=== PASSAGE TO READ ===
Detecting the FLoC opt-out HTTP Header

Federated Learning of Cohorts (FLoC) is a new technology that exists in versions of Chrome 89+. Its purpose is to assign Chrome users to groups (or cohorts), depending on their browser history. These cohorts can be used for targeted advertising by Google. This technology is currently in the “origin trial” stage, where individual sites can opt-in to test this technology. This will allow Google to test the technology in the browser and also improve the underlying algorithms in the background that are assigning users to cohorts.

As per the spec, it is possible for websites to serve a Permissions-Policy HTTP response header to opt out of the cohort computation:

Permissions-Policy: interest-cohort=()
=== GIVEN INFORMATION ===
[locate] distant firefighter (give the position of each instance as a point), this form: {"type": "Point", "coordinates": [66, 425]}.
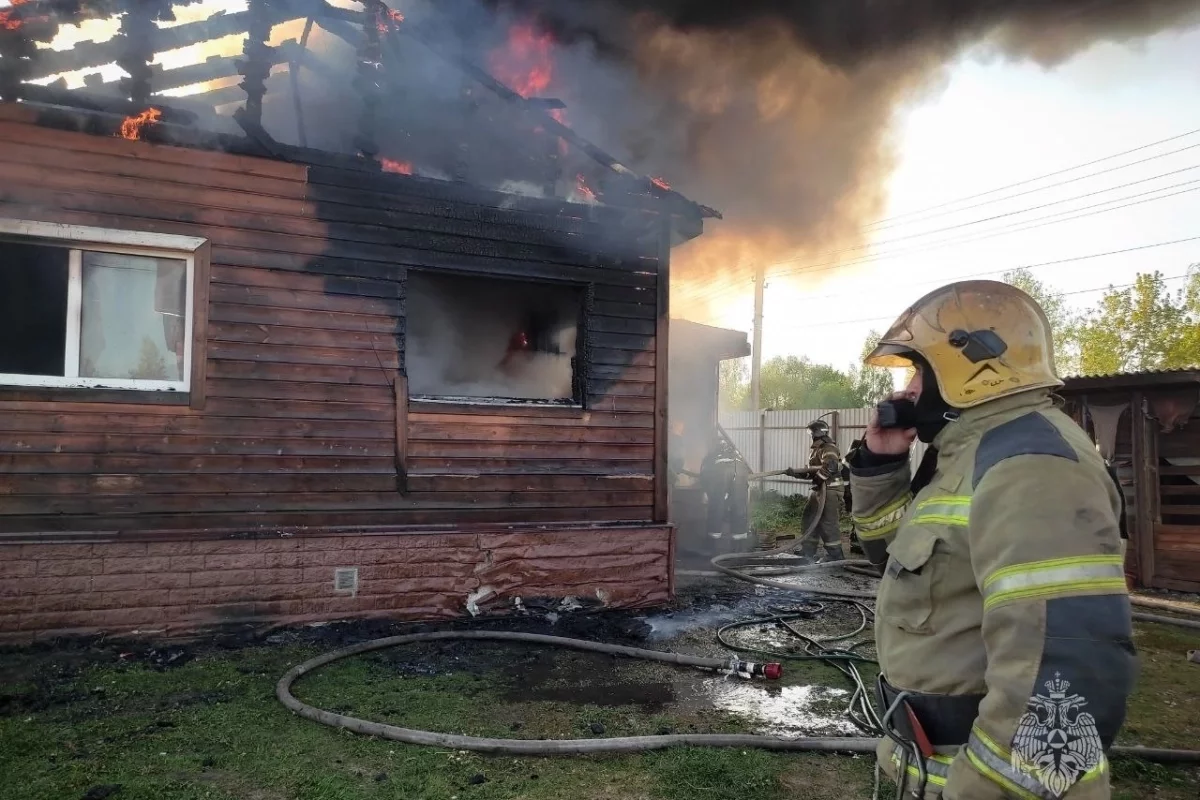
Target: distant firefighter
{"type": "Point", "coordinates": [825, 465]}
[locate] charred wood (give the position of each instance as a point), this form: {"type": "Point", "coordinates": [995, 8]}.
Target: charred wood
{"type": "Point", "coordinates": [369, 78]}
{"type": "Point", "coordinates": [137, 46]}
{"type": "Point", "coordinates": [256, 66]}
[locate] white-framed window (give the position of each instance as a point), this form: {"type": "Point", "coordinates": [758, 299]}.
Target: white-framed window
{"type": "Point", "coordinates": [96, 308]}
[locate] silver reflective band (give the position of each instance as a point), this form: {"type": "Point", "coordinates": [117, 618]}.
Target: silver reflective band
{"type": "Point", "coordinates": [996, 764]}
{"type": "Point", "coordinates": [1062, 575]}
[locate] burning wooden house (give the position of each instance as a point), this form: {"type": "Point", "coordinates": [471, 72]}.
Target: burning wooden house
{"type": "Point", "coordinates": [273, 358]}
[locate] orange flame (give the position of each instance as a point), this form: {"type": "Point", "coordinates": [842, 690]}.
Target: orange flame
{"type": "Point", "coordinates": [131, 128]}
{"type": "Point", "coordinates": [393, 20]}
{"type": "Point", "coordinates": [581, 184]}
{"type": "Point", "coordinates": [7, 18]}
{"type": "Point", "coordinates": [526, 64]}
{"type": "Point", "coordinates": [396, 167]}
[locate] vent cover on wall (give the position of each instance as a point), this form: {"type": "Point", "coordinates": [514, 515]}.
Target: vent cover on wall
{"type": "Point", "coordinates": [346, 578]}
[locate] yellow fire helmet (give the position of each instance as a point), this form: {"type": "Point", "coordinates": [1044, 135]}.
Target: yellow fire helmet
{"type": "Point", "coordinates": [983, 340]}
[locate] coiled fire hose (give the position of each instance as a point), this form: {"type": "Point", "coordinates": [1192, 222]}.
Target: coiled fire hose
{"type": "Point", "coordinates": [586, 746]}
{"type": "Point", "coordinates": [861, 710]}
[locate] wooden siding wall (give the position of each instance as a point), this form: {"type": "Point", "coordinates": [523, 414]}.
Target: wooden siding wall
{"type": "Point", "coordinates": [1177, 533]}
{"type": "Point", "coordinates": [305, 343]}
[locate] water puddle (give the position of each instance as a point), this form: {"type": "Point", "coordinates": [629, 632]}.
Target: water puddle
{"type": "Point", "coordinates": [786, 711]}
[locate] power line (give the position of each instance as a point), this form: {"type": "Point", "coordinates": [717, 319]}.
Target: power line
{"type": "Point", "coordinates": [1056, 294]}
{"type": "Point", "coordinates": [1054, 174]}
{"type": "Point", "coordinates": [1021, 227]}
{"type": "Point", "coordinates": [1013, 214]}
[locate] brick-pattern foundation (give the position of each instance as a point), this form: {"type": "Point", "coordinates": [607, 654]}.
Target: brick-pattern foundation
{"type": "Point", "coordinates": [169, 587]}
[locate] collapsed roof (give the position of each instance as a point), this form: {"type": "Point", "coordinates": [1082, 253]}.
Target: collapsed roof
{"type": "Point", "coordinates": [317, 82]}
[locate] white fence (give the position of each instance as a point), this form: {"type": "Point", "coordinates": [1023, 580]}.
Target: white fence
{"type": "Point", "coordinates": [771, 440]}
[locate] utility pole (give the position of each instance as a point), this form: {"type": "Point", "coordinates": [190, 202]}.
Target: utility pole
{"type": "Point", "coordinates": [760, 281]}
{"type": "Point", "coordinates": [760, 278]}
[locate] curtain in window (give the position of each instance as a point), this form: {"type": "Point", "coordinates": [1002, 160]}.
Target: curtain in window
{"type": "Point", "coordinates": [133, 317]}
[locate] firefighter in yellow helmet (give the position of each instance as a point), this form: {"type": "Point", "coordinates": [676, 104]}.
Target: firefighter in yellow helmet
{"type": "Point", "coordinates": [1003, 623]}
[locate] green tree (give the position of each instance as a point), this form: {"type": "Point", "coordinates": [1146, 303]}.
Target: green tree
{"type": "Point", "coordinates": [1141, 328]}
{"type": "Point", "coordinates": [1062, 320]}
{"type": "Point", "coordinates": [871, 384]}
{"type": "Point", "coordinates": [796, 383]}
{"type": "Point", "coordinates": [733, 383]}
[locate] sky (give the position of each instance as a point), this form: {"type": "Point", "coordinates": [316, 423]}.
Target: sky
{"type": "Point", "coordinates": [994, 124]}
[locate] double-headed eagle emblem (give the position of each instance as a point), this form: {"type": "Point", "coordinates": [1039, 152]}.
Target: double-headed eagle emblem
{"type": "Point", "coordinates": [1056, 741]}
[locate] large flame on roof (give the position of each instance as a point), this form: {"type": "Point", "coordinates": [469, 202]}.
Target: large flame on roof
{"type": "Point", "coordinates": [131, 127]}
{"type": "Point", "coordinates": [526, 62]}
{"type": "Point", "coordinates": [396, 167]}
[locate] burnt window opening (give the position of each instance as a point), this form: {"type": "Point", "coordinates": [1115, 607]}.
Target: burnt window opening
{"type": "Point", "coordinates": [94, 317]}
{"type": "Point", "coordinates": [495, 340]}
{"type": "Point", "coordinates": [34, 282]}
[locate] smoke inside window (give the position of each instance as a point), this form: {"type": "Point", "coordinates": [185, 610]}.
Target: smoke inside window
{"type": "Point", "coordinates": [485, 338]}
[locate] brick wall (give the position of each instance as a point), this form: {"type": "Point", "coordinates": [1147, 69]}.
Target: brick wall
{"type": "Point", "coordinates": [168, 587]}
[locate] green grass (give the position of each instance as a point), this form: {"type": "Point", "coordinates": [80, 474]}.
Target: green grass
{"type": "Point", "coordinates": [213, 729]}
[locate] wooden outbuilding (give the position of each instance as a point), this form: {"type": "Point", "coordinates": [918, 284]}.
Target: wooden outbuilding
{"type": "Point", "coordinates": [243, 379]}
{"type": "Point", "coordinates": [1147, 425]}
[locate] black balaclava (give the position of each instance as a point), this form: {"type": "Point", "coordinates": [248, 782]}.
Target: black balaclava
{"type": "Point", "coordinates": [933, 410]}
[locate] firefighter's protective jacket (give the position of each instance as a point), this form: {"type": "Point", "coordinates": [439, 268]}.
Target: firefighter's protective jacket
{"type": "Point", "coordinates": [1005, 594]}
{"type": "Point", "coordinates": [823, 455]}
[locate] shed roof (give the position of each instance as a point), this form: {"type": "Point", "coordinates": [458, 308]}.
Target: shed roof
{"type": "Point", "coordinates": [1131, 380]}
{"type": "Point", "coordinates": [694, 338]}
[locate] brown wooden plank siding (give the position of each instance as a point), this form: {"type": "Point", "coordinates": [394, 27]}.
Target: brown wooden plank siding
{"type": "Point", "coordinates": [1163, 501]}
{"type": "Point", "coordinates": [166, 587]}
{"type": "Point", "coordinates": [305, 336]}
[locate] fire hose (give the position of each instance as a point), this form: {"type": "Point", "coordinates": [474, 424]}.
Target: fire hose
{"type": "Point", "coordinates": [846, 660]}
{"type": "Point", "coordinates": [591, 746]}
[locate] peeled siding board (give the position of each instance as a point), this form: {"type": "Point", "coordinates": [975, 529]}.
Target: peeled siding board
{"type": "Point", "coordinates": [306, 334]}
{"type": "Point", "coordinates": [171, 587]}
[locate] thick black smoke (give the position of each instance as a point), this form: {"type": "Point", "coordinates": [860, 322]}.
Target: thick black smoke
{"type": "Point", "coordinates": [779, 112]}
{"type": "Point", "coordinates": [846, 32]}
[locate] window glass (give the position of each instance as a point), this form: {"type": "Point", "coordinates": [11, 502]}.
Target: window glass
{"type": "Point", "coordinates": [475, 337]}
{"type": "Point", "coordinates": [133, 317]}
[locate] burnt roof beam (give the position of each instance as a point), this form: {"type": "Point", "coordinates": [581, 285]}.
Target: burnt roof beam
{"type": "Point", "coordinates": [91, 55]}
{"type": "Point", "coordinates": [537, 110]}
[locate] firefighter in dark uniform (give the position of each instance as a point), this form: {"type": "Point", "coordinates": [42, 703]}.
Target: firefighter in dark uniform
{"type": "Point", "coordinates": [825, 465]}
{"type": "Point", "coordinates": [718, 474]}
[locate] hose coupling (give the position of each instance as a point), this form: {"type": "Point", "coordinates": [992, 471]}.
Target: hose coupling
{"type": "Point", "coordinates": [751, 669]}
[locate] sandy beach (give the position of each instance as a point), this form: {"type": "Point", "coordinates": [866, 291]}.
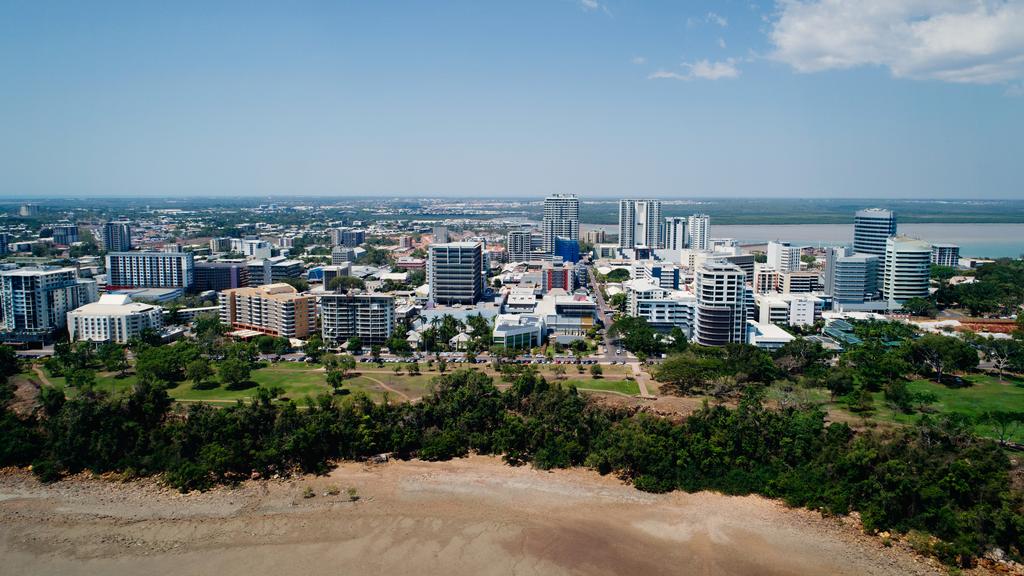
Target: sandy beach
{"type": "Point", "coordinates": [469, 517]}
===
CHALLENGE A: In the FLoC article, which versions of Chrome include FLoC?
CHALLENGE B: Carry on the FLoC article from the point where it ends.

RESULT A: Chrome 89 and later.

RESULT B:
Over the next few months it will be interesting to see how this header is adopted across the monthly crawl. With the help of @paulcalvano and @tunetheweb a query and initial results have been gathered and they can be seen below:

SELECT
  _TABLE_SUFFIX AS client,
  count(DISTINCT pageid) AS pages,
  pages_total,
  count(DISTINCT pageid) / pages_total AS pages_pct,
FROM
  `httparchive.summary_requests.2021_04_01_*`
JOIN
  (SELECT _TABLE_SUFFIX, COUNT(DISTINCT pageid) AS pages_total FROM `httparchive.summary_requests.2021_04_01_*` GROUP BY _TABLE_SUFFIX)
USING (_TABLE_SUFFIX)
WHERE
  LOWER(respOtherHeaders) LIKE '%interest-cohort=()%' AND
  firstHTML
GROUP BY
  _TABLE_SUFFIX,
  pages_total

The latest crawl stats produce this:
Screenshot 2021-04-29 at 23.04.05

Since this is a very new change , and sites started adding the opt-out header mid way through April the latest crawl won’t show a complete picture. This query will be useful in coming months.

A link to @tunetheweb Google Sheet with the data can be found here.

An alternative source for the moment from Crawler.ninja can be found here which lists 2,354 sites at the date of posting.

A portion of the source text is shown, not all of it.